= Problem =
Copy everything from the line containing "Place a point on each instance of the elephant head, one" down to the line containing "x=119, y=15", changing "Return value" to "Result" and leaving the rest unchanged.

= Data shown =
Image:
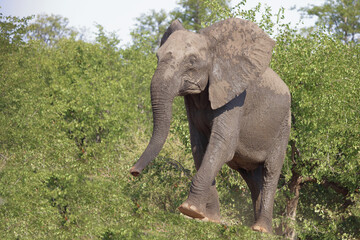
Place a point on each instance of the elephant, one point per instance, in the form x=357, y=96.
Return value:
x=238, y=110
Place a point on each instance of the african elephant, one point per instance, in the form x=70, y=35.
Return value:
x=238, y=111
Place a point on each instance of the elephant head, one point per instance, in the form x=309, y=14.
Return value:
x=227, y=57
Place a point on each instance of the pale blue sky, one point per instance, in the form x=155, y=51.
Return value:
x=119, y=15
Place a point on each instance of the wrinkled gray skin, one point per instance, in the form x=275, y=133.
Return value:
x=238, y=111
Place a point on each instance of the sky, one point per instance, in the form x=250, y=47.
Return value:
x=120, y=15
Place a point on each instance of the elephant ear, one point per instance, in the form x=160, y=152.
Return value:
x=241, y=53
x=174, y=26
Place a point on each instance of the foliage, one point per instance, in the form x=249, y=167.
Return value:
x=12, y=30
x=76, y=115
x=340, y=17
x=322, y=74
x=150, y=28
x=193, y=13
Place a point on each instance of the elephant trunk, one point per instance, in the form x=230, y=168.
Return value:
x=161, y=99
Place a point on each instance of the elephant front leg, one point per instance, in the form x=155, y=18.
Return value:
x=203, y=202
x=212, y=205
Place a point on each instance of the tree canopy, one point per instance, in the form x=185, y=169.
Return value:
x=76, y=115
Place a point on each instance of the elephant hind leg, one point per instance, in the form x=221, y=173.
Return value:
x=254, y=180
x=271, y=174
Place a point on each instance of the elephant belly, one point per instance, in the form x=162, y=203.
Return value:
x=260, y=130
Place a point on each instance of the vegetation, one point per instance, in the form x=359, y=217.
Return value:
x=76, y=115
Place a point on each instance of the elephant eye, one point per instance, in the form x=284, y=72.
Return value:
x=192, y=59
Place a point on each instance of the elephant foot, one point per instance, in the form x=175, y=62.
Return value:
x=192, y=211
x=258, y=228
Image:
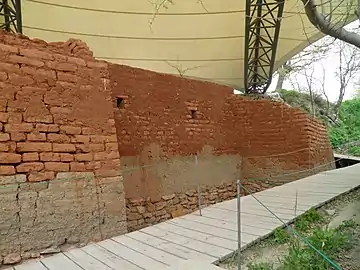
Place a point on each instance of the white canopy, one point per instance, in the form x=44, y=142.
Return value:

= Solution to the exercise =
Place a point on each instance of the elephant head, one point per instance, in the form x=309, y=14.
Result:
x=227, y=57
Place a point on each instance of the pale blue sky, one point per instance, in the form x=155, y=51.
Result:
x=119, y=15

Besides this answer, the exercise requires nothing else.